Wallace

Comme promis, je vous reparle de Wallace. Pourquoi, au juste? Ce gars-là est tellement sympathique, aidant et attentionné. “C’est sa job”, tu vas me dire. Y’a un peu de ça. Wallace est Chinois, donc son vrai nom c’est pas Wallace, c’est Wei Ping. C’est drôle, ça. Les Chinois qui travaillent en anglais se donnent tous un nom anglophone. Est-ce qu’ils se trouvent plus crédibles de même, ou c’est pour leurs partenaires étrangers étroits d’esprit? Chu pas certain. N’empêche que j’ai beau trouver ça comique, j’pense quand même que c’est stupide. Moi par exemple, je suis en Chine et je travaille ici, mais j’ai encore le même nom. J’m’en fous ben s’ils ont de la misère à prononcer Charles, c’est ça mon nom! Pas Charlse, Chang ou Chan… bref, c’était mon éditorial. Mais je digresse…

Ah oui, Wallace. C’est le superviseur des enseignants étrangers à l’Institute of Business and Technology de Yāntái pis il s’occupe de tout. TOUT. Envoyer quelqu’un venir te chercher à l’aéroport, ton logement, tes examens médicaux, ton visa de résidence, ton téléphone cellulaire, t’ouvrir un compte de banque, verser ton salaire, te trouver une autre job si tu veux, name it, il le fait sinon il envoie quelqu’un le faire. T’as une question, tu demandes à… Wallace. L’autre fois je lui ai demandé: “J’ai besoin d’un adapteur pour brancher mes trucs électroniques dans vos prises chinoises de marde, où est-ce que je peux trouver ça”? Il m’a amené en acheter un. Des fois on passe à côté d’une machine distributrice, il me demande: “T’as soif”? J’y réponds « non merci, t’es ben fin ». Ben il m’achète quand même un thé glacé avec Avril Lavigne dessur.

Ping (Wei est son nom de famille) a 34 ans, une femme qui sourit toujours et une petite fille de 19 mois. Son nom anglophone c’est Jane, en l’honneur d’une ex-prof d’anglais originaire de Medicine Hat. Le gars travaille tout le temps, même que ces temps-ci il a mal à la gorge même si le mercure frôle les 30 degrés avec l’humidité. Et d’après ce que j’entends entre les branches, il fait pas un gros salaire… comme bien d’autres Chinois d’ailleurs. Vendredi passé, il m’a amené souper à l’hôtel le plus cher de la ville avec Lisa, une probablement future boss dont je vous reparlerai aussi. Bref, de la bouffe écoeurante, de la bonne bière, sur leur bras pis toute. Après le souper il me dit: “Charlie, on se voit demain avant-midi pour aller ouvrir ton compte de banque. Mais si je t’appelle plus tard, c’est parce que je vais dormir demain matin”. Mais repose-toi, saperlipopette! Finalement, on est allés… dimanche après-midi.

L’autre fois dans l’autobus, je lui ai demandé: “Wallace, aimes-tu ta job”? Il a soupiré et levé les yeux au ciel: “I hate the job, but I love the people”. Bref… Wallace, c’est lui. Un gars qui travaille trop pour qu’on puisse s’adapter le mieux possible à notre nouvel environnement. Un gars qui travaille plus fort que nous pour un salaire moindre. Un gars qui reçoit des ordres de ses supérieurs pour que des étrangers soient mieux traités que le peuple lui-même. Un bienfaiteur, un deuxième père pour nous tous. Xiè xiè nǐ, Ping.

— Données fournies —
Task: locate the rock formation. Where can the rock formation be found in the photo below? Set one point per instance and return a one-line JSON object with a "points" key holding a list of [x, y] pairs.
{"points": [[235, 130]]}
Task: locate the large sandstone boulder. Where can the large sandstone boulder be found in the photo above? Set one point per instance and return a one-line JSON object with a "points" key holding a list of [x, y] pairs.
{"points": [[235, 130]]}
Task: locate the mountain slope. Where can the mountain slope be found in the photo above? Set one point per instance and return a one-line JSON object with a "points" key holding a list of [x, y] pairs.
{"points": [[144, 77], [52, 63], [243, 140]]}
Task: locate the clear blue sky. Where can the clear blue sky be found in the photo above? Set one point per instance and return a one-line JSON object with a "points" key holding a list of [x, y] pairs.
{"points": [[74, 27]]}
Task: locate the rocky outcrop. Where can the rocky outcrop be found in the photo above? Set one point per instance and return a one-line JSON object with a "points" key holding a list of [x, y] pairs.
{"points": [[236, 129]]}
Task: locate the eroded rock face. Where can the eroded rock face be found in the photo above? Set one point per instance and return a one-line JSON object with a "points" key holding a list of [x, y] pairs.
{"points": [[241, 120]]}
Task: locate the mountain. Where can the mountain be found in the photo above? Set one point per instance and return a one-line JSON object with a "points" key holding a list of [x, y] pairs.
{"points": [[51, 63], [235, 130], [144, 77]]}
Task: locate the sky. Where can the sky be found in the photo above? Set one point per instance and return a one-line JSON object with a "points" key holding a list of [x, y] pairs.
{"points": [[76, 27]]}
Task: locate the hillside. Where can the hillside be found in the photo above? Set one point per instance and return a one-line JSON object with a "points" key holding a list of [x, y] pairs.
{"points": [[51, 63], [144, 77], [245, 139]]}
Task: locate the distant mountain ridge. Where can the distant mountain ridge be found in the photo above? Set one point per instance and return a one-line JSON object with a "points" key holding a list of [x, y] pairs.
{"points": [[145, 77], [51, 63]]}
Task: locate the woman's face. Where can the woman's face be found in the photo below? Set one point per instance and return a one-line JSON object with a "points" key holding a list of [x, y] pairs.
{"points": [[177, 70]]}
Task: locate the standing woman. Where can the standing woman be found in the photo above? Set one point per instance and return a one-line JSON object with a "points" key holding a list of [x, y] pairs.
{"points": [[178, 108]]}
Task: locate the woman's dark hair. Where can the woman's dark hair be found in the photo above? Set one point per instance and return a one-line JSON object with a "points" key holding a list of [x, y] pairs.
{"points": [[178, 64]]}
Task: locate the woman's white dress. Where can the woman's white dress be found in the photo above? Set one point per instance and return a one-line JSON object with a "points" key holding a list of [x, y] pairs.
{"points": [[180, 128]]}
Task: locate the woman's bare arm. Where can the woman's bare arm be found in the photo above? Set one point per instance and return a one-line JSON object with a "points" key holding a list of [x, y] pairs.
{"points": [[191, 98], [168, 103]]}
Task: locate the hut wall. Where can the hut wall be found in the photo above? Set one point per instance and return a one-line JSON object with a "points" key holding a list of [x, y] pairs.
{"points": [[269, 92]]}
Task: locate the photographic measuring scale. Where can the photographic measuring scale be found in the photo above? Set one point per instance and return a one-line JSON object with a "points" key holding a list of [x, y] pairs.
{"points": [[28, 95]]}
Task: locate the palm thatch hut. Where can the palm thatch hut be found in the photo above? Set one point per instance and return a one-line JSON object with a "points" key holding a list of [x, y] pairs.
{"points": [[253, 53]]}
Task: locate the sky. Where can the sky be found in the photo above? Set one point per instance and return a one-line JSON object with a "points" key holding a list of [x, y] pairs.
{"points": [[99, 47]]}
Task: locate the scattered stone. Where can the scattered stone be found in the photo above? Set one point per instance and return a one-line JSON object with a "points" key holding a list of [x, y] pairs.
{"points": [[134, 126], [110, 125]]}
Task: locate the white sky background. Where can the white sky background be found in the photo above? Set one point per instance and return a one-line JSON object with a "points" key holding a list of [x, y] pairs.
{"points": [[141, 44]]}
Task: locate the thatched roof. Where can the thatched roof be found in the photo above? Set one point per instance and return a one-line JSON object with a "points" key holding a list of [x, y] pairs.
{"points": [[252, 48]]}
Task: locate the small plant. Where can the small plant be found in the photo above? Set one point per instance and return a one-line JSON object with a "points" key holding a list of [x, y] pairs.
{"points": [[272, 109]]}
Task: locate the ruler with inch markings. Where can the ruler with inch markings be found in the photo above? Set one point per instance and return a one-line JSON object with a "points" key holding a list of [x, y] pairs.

— La consigne —
Pouvez-vous extraire du billet sur Wallace, sans la moindre modification, le passage qui s'ouvre sur les mots contenant « L’autre fois dans » et se clôt sur « xiè nǐ, Ping. » ? Ces lignes ne servent pas à la réalisation des consignes.

— Solution proposée —
L’autre fois dans l’autobus, je lui ai demandé: “Wallace, aimes-tu ta job”? Il a soupiré et levé les yeux au ciel: “I hate the job, but I love the people”. Bref… Wallace, c’est lui. Un gars qui travaille trop pour qu’on puisse s’adapter le mieux possible à notre nouvel environnement. Un gars qui travaille plus fort que nous pour un salaire moindre. Un gars qui reçoit des ordres de ses supérieurs pour que des étrangers soient mieux traités que le peuple lui-même. Un bienfaiteur, un deuxième père pour nous tous. Xiè xiè nǐ, Ping.